Todos riram largamente. Deleitavam-se sempre com as intervenções de MK.

Recentemente, a eles se juntou Álvaro Melo Filho. Ainda se adaptando à nova vida, embora seja o destino de todos nós, nem sempre mudanças são fáceis.

Álvaro olhava para seus comensais e para baixo, entendia que seu legado estava a salvo na mente, coração e pena de tantos de todos os quadrantes do país. A sua contribuição foi assaz efetiva, tal qual a de João, Valed e Marcílio. Talvez, destaque-se um pouco mais, sem quitar-lhes qualquer brilho, haja vista a sua vasta produção acadêmica dedicada ao direito desportivo, a sua atuação efetiva na construção de textos de lei em prol da consagração da Lex Sportiva – não obstante os outros também o tenham feito –, a sua visão científica e abordagem completa sobre este ramo.

Chamado a se manifestar sobre o que achava do futuro do Direito Desportivo que eles tanto amavam, com aquela serenidade habitual e firmeza na sua voz nordestina, disse: Amigos queridos, a semente está plantada, nós a regamos bem, cada um a sua maneira, forma e tempo próprios, cumprimos a nossa jornada, entre erros e acertos dos que lá estão, o Direito Desportivo não retrocederá, a Lex Sportiva será reconhecida e terá a prevalência que cremos ser própria de sua natureza.

Álvaro, com memória afiada, recorda o que pontuou em seu último livro “Direito do Futebol”, escrito com seu amigo Luiz Felipe Santoro, acerca da autonomia desportiva e o seu futuro, para simbolizar o que pensa:

Há de reconhecer-se sempre que as entidades desportivas privadas têm plena autonomia na sua organização e funcionamento, como resultado da prerrogativa jurídica especial e constitucional explícita que lhes foi concedida. (…) Enfim, é imperioso dar-se concretude a este ditame jus-constitucional-desportivo da autonomia no embate entre poderes privados e poderes públicos em sede desportiva, de modo a que este postulado não se transforme em mistificação da promessa não honrada, em “jogo de interesses” dentro do jogo ou deixe o desporto “fora do jogo”[8].

O amor e devoção de Álvaro Melo Filho pelo direito desportivo é idêntico ao que sentiam Iracema por Martin ou Peri por Ceci, apenas para ilustrar na pena de um ilustre conterrâneo seu. Forte, intenso e eterno.

A sua contribuição é visível, palpável, perene, imortal nas letras impressas nos seus vários livros, nos bytes dos artigos que pululam a rede mundial de computadores, nas memórias de quem viu e ouviu e nos corações de quem com ele conviveu.

Álvaro Melo Filho solidificou a construção e percepção brasileira do direito desportivo, sem descurar-se da sua vinculação transnacional no sistema desportivo internacional.

Findo o conclave, João, Valed, Marcílio e Álvaro aos seus aposentos retornam, satisfeitos e felizes, por mais um encontro.

- - - -

**PEDIDO ESCRITO 1**
Você pode reproduzir o trecho do texto sobre Álvaro Melo Filho que começa em "Há de reconhecer-se" e termina em "intenso e eterno."?
**PEDIDO ESCRITO 2**
Como seguiria o texto sobre Álvaro Melo Filho e o direito desportivo depois da última frase apresentada? Dê prosseguimento a ele.

- - - -

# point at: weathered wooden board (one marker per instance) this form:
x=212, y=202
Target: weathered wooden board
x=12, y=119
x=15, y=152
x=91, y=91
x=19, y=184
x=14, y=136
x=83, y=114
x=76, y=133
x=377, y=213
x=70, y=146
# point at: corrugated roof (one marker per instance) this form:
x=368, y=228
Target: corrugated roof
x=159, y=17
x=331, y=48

- - - -

**RESULTADO DA TAREFA 1**
Há de reconhecer-se sempre que as entidades desportivas privadas têm plena autonomia na sua organização e funcionamento, como resultado da prerrogativa jurídica especial e constitucional explícita que lhes foi concedida. (…) Enfim, é imperioso dar-se concretude a este ditame jus-constitucional-desportivo da autonomia no embate entre poderes privados e poderes públicos em sede desportiva, de modo a que este postulado não se transforme em mistificação da promessa não honrada, em “jogo de interesses” dentro do jogo ou deixe o desporto “fora do jogo”[8].

O amor e devoção de Álvaro Melo Filho pelo direito desportivo é idêntico ao que sentiam Iracema por Martin ou Peri por Ceci, apenas para ilustrar na pena de um ilustre conterrâneo seu. Forte, intenso e eterno.

**RESULTADO DA TAREFA 2**
Aqui embaixo, por enquanto, ficamos com as Saudade de Patativa do Assaré:

Saudade dentro do peito
É qual fogo de monturo
Por fora tudo perfeito,
Por dentro fazendo furo.

Há dor que mata a pessoa
Sem dó e sem piedade,
Porém não há dor que doa
Como a dor de uma saudade.

Porém, sem deixar de observar o que nos disse Belchior em Velha roupa colorida, tal qual a obra de Álvaro nos ensina identicamente:

Você não sente, não vê
Mas eu não posso deixar de dizer, meu amigo
Que uma nova mudança em breve vai acontecer
O que há algum tempo era jovem e novo, hoje é antigo
E precisamos todos rejuvenescer

Que venha este mês, a gosto, embalando nossas memórias e o carinho por quem tanto nos ensinou, momento de reverenciar e revisitar aqueles que tantos nos influenciaram a trilhar as sendas do direito desportivo.

Para Álvaro Melo Filho, o maior deles, para mim, e que nos deixou mais repentinamente, o registro sempre contínuo da sua eternidade, presença e argúcia em nossas vidas!

……….

[1] Valho-me da crença cristã de que existe um céu e troço com a imaginação ludicamente. Fique, meu amigo leitor, livre para idealizar o cenário que bem lhe aprouver, de acordo com as suas crenças.

[2] Leiam uma imperdível entrevista feita por Felipe Elzabella, para o Universidade do Futebol. Disponível em: < https://universidadedofutebol.com.br/valed-perry-um-dos-icones-do-direito-desportivo/> Acessado em 27 jul 2020.

[3] Esse instrumento normativo quitou a autonomia das entidades esportivas, submetendo-as ao Conselho Nacional de Desportos (CND). Como bem pontua Wladimyr Camargos, soa curioso analisar o que nos diz Lyra Filho em “Introdução ao Direito Desportivo”, ao ressaltar os valores próprios da lex sportiva e, no mundo real, ter sido o chefe deste órgão (in Constituição e Esporte no Brasil, 2017: Ed. Kelps, p. 57-58).

[4] João Lyra Filho nasceu em João Pessoa/PB, em 1906, mas sempre manteve fortes ligações com o Rio de Janeiro, vez que se pai era senador da República. Foi bibliotecário do Botafogo Clube de Regatas e alcançou a presidência. Valed Perry nasceu no Rio de Janeiro, tentou ser goleiro do seu clube do coração, mas terminou atuando por suas cores como Diretor Jurídico e exibindo seu talento nos Tribunais Desportivos.

[5] Marcílio foi um dos brasileiros submetidos ao exílio no estrangeiro durante o período da Ditadura Militar, regressando somente após a Lei de Anistia.  Tão logo retornou, voltou ao exercício da advocacia e passou a pensar, escrever e estudar sobre Direito Desportivo. Destacou-se, deveras, como membro de diversos órgãos da Justiça Desportiva, integrando, inclusive, o STJD do Futebol. Exerceu funções de defensor, procurador e auditor. Além de ser fonte constante para matérias jornalísticas e pesquisas acadêmicas, sobretudo por ser tão acessível.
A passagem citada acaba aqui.